## Input for this task:
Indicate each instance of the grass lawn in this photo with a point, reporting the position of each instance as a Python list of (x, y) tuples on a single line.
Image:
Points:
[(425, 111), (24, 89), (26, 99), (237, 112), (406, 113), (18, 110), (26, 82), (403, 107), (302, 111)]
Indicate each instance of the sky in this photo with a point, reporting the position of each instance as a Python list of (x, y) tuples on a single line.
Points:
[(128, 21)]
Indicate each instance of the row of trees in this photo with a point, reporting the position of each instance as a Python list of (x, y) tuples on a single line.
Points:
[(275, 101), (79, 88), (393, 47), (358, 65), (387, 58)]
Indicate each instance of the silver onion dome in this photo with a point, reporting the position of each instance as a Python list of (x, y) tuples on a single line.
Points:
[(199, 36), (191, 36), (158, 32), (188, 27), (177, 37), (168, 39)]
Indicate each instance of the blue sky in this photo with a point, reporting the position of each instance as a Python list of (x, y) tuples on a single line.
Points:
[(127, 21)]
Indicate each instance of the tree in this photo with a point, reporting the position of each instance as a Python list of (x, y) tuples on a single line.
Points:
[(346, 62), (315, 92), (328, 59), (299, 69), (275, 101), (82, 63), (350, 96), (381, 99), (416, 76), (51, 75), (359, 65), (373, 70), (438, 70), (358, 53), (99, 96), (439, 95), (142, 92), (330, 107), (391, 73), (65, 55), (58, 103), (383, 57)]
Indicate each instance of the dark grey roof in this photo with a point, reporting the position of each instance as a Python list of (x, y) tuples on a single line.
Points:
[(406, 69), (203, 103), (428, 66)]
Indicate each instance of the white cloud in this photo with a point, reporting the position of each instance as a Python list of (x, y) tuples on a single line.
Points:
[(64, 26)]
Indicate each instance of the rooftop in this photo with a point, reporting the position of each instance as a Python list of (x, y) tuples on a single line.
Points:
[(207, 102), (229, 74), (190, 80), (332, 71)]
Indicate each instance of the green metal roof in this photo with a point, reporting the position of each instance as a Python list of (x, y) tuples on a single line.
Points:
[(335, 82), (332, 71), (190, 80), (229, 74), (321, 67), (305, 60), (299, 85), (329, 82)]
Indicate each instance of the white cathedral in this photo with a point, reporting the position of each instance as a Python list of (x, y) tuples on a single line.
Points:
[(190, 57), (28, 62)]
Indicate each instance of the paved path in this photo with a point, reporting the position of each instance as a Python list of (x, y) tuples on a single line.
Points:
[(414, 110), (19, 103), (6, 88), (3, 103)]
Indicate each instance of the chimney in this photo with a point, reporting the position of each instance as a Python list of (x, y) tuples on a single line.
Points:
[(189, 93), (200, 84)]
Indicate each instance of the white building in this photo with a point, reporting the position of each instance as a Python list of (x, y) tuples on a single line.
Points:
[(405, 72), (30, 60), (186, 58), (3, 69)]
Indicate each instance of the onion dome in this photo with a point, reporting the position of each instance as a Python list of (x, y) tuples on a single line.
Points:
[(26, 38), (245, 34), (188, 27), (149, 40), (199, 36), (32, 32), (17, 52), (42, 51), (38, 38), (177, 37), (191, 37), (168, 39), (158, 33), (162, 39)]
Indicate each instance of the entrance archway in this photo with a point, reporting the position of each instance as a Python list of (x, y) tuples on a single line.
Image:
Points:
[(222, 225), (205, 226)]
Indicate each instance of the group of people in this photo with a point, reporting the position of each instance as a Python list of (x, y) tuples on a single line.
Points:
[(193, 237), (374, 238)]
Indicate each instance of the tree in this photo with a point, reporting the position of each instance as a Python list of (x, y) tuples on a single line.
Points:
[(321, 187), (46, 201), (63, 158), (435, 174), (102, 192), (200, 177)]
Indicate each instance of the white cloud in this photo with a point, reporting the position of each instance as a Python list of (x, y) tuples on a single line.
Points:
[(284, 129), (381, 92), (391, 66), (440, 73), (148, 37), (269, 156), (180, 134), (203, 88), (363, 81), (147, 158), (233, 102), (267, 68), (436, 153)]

## Exercise objective:
Can you reproduce all the material exactly?

## Final result:
Indicate each instance of the grass lawn in this photo with a point, reporting the position of each instance as a Python list of (x, y) tuples on a single line.
Image:
Points:
[(425, 111), (24, 89), (26, 99), (237, 112), (406, 113), (18, 110), (26, 82), (403, 107), (302, 111)]
Indicate each instance of the sky in this photo with a point, reporting the position of each instance as a Python list of (x, y) tuples on a single line.
Points:
[(128, 21)]
Indicate each instance of the row of trees in this photo with a point, reporting the position of each instance as a Python list of (x, y) tuples on a single line.
Points:
[(275, 101), (79, 88), (393, 47), (358, 65), (387, 58)]
Indicate each instance of the silver onion dome in this photo with a point, reporting the position of each instance as a Python list of (x, y) tuples on a single line.
Points:
[(199, 36), (191, 36), (158, 32), (188, 27), (177, 37), (168, 39)]
Indicate each instance of the blue sky in this photo with a point, reporting the position of each instance as a Python list of (x, y) tuples on a single line.
Points:
[(127, 21)]
Indicate each instance of the tree in this photo with a point, reporting the position of each instance as a Python list of (x, y) tuples on a single line.
Points:
[(346, 62), (315, 92), (328, 59), (299, 69), (275, 101), (82, 63), (350, 96), (381, 99), (416, 76), (51, 75), (359, 65), (373, 70), (438, 70), (358, 53), (99, 96), (439, 95), (142, 92), (330, 107), (391, 73), (65, 55), (58, 103), (383, 57)]
Indicate each instance of the dark grey roof in this photo with a point, reporting the position of each instance as a Python list of (x, y) tuples on a single line.
Points:
[(406, 69), (203, 103), (428, 66)]
Indicate each instance of the white cloud in this photo with a point, reporting the position of each instance as a Python list of (x, y) tuples on a single line.
Points:
[(64, 26)]
Indicate each instance of the rooftop in this photo with a point, reporting the position of each instance as a Python list of (x, y) tuples on a single line.
Points:
[(207, 102), (229, 74), (190, 80), (332, 71)]
Indicate each instance of the green metal roof in this photo with a point, reporting the position of each instance as a Python list of (x, y) tuples on a single line.
Points:
[(335, 82), (332, 71), (190, 80), (229, 74), (321, 67), (305, 60), (299, 85), (329, 82)]
Indicate each instance of the white cathedral in this photo with a point, reporting the position of each instance as a Python list of (x, y) tuples on a single line.
Points:
[(190, 57), (28, 62)]
Indicate each instance of the paved path in this photo with a point, reporting the position of each instance as a Python list of (x, y) tuples on a single line.
Points:
[(414, 110), (19, 103), (6, 88), (3, 103)]
Indicate each instance of the chimney in this photo with a point, reporting the position of each instance as a Python list of (x, y) tuples on a single line.
Points:
[(189, 93), (200, 84)]
Indicate each instance of the white building in this photo with a point, reporting the position of each instance as a Python list of (x, y) tuples on a single line.
Points:
[(405, 72), (30, 60), (186, 58), (3, 69)]
Indicate each instance of the onion dome in this photo with a point, reporting the position of each instance as a Python list of (x, y) tuples on a single line.
Points:
[(26, 38), (245, 34), (188, 27), (149, 40), (199, 36), (32, 32), (17, 52), (42, 51), (38, 38), (177, 37), (191, 37), (168, 39), (158, 33), (162, 39)]
Indicate each instance of the entrance archway in this photo with a point, reporting the position of each instance as a Python list of (x, y) tuples on a single line.
Image:
Points:
[(222, 225), (205, 226)]
Indicate each instance of the group of people in this photo with a point, reporting the position of each instance as a Python list of (x, y) tuples on a single line.
Points:
[(193, 237), (374, 238)]
Indicate each instance of the tree in this photo with a point, reporting the position of each instance as a Python list of (x, y) tuples on a single line.
Points:
[(321, 187), (46, 201), (63, 158), (435, 174), (102, 192), (200, 177)]
Indicate each instance of the white cloud in this photo with a point, reporting the position of each instance as a Python list of (x, y) tuples on a single line.
Points:
[(284, 129), (381, 92), (391, 66), (440, 73), (148, 37), (269, 156), (180, 134), (203, 88), (363, 81), (147, 158), (233, 102), (267, 68), (436, 153)]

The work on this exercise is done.